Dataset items

Segment Open

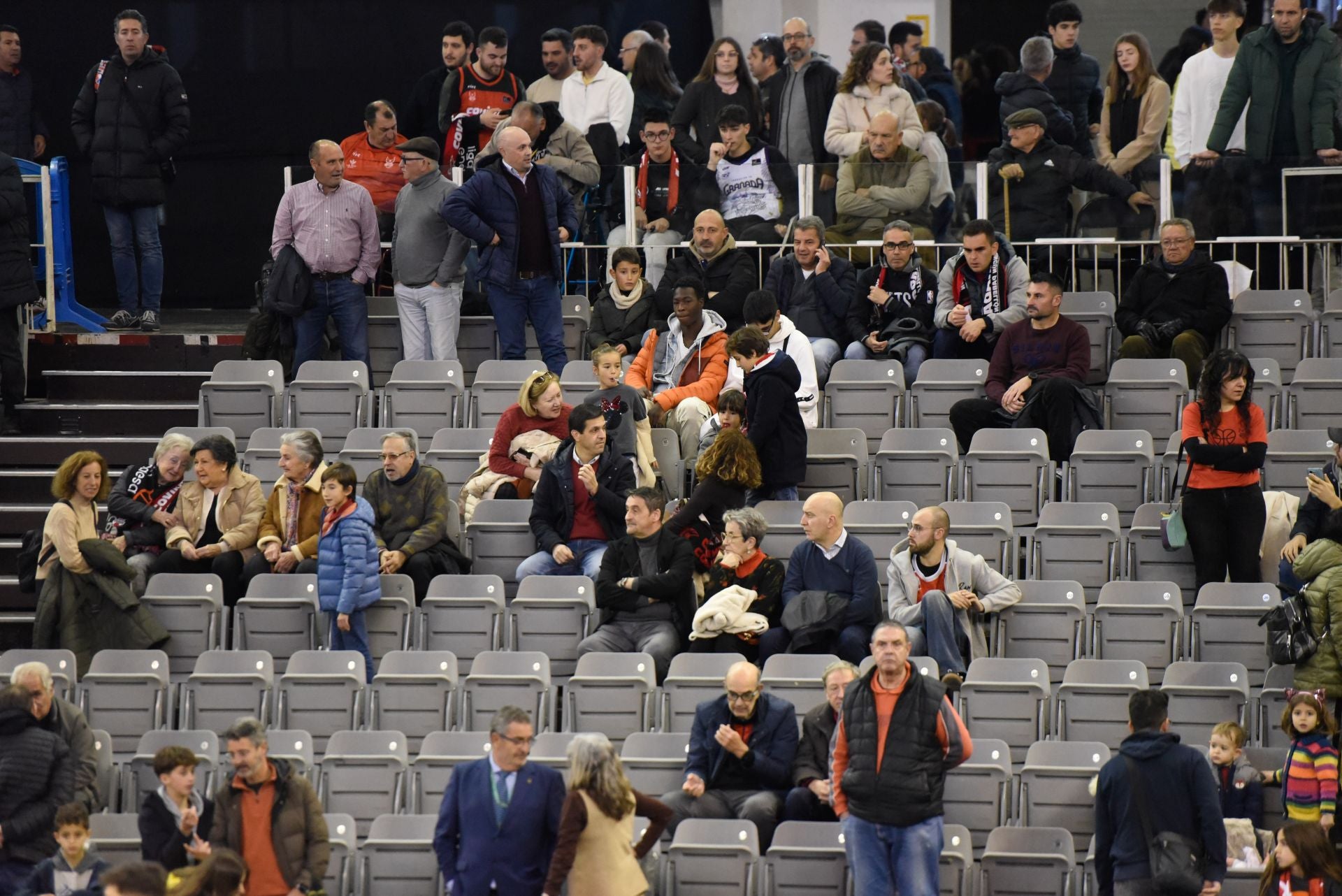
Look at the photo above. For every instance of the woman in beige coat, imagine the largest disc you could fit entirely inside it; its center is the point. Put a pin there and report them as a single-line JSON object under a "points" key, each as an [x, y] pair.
{"points": [[220, 515], [867, 87], [1137, 103]]}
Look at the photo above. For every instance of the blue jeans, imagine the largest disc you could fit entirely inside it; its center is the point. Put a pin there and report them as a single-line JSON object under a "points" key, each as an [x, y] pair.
{"points": [[128, 229], [356, 639], [587, 561], [345, 301], [537, 299], [936, 633], [893, 862]]}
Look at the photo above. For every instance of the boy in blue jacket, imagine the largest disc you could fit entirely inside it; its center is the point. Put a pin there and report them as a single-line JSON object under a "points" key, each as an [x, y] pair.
{"points": [[348, 580]]}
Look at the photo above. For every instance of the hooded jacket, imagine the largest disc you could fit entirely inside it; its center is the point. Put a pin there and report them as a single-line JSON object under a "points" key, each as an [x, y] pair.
{"points": [[1183, 798], [1199, 296], [552, 499], [1074, 82], [698, 375], [1019, 90], [1255, 80], [964, 570], [1039, 201], [128, 147], [36, 776], [728, 278]]}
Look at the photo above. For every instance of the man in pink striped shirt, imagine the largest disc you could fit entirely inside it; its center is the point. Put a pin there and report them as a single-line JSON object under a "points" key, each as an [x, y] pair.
{"points": [[333, 227]]}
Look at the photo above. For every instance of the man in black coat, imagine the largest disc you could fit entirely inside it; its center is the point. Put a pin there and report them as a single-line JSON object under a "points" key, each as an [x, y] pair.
{"points": [[131, 120], [646, 586], [36, 776], [809, 798], [1176, 305], [17, 289]]}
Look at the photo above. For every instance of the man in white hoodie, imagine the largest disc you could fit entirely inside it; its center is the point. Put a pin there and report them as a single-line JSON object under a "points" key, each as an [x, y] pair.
{"points": [[761, 312]]}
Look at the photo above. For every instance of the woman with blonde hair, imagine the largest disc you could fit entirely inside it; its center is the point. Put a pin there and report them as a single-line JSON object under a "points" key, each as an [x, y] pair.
{"points": [[596, 827]]}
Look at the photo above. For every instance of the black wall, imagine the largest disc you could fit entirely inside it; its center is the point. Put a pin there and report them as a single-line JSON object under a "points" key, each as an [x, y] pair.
{"points": [[266, 78]]}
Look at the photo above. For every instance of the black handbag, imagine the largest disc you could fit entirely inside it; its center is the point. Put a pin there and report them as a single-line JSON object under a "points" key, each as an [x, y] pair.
{"points": [[1176, 860]]}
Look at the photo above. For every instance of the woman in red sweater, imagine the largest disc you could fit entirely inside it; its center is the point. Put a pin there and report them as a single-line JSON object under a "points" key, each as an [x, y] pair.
{"points": [[540, 405]]}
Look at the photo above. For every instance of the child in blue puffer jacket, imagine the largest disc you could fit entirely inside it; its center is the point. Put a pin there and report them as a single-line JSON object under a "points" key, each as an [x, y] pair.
{"points": [[348, 579]]}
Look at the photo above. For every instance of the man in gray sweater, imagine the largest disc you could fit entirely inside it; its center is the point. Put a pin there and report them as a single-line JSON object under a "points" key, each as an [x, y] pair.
{"points": [[427, 258]]}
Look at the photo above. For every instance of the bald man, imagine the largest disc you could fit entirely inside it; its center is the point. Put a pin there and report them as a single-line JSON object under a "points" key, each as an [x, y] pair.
{"points": [[332, 224], [739, 760], [831, 573], [519, 214], [941, 595], [728, 274]]}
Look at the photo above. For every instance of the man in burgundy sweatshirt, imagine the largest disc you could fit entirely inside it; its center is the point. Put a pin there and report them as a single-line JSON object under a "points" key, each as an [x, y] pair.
{"points": [[1037, 375]]}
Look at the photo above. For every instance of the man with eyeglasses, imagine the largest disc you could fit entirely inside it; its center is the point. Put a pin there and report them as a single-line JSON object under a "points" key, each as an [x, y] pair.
{"points": [[739, 761], [942, 595], [410, 515], [1176, 305], [500, 818]]}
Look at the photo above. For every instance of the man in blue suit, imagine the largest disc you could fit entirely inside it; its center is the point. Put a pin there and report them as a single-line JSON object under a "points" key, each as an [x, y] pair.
{"points": [[741, 751], [501, 816]]}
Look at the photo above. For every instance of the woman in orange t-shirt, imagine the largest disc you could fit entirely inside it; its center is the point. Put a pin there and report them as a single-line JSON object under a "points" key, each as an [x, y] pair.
{"points": [[1225, 439]]}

Segment Closed

EXERCISE INSTRUCTIONS: Write out each line exactly, beginning at the one with "man in gray" and ending at the final line of the records above, with nothing added.

RESULT FOR THIS EXERCISE:
Look at the photo above. For every instance of the man in gray sweater, imagine the largest disc you could fit entirely inside it; its center is the point. Put a pin there and report them as a single-line JSON object under a "points" key, each as an [x, y] pair.
{"points": [[427, 258]]}
Look at the photo above. For every instance of the bald man, imagine the largest disc you could fit entirely inside it; its center is the point. Put a pin there and report them as a single-line JSON object under a "points" key, each as an [x, y] pair.
{"points": [[332, 224], [739, 760], [831, 573], [519, 214], [941, 595], [728, 274]]}
Look at the photo above. For every instance of the man in burgundy sweatshirt, imagine the largest disc you could fit entirely inside it; its center is the point. Put a pin there and report them as a single-line JSON object under a "points" key, each as an [x, y] pair.
{"points": [[1037, 375]]}
Look at the photo above. For every instance of the man with eyeglasses, imagine the largest disc you could fit entirely inside it; its center is the point. Put a pin there and report them as a single-line JSON object under a "points" key, each as an [x, y] pair.
{"points": [[739, 761], [942, 595], [410, 515], [1176, 305], [500, 818]]}
Look at the photo above. For every instance of the man in blue suit, imagine the largest disc you could fit entirely inside it; its center is the point. Put a pin there and report them as a single-line JSON object under a "points" key, each as an [x, y] pair.
{"points": [[741, 751], [501, 816]]}
Look at the photo above. For every instance of the woman in orange t-shirt, imagine the largest disc you could fit entirely inside it; its center is the point. Put a pin there and report them as a single-line JSON object under a "points" key, each as an [x, y] pair.
{"points": [[1225, 439]]}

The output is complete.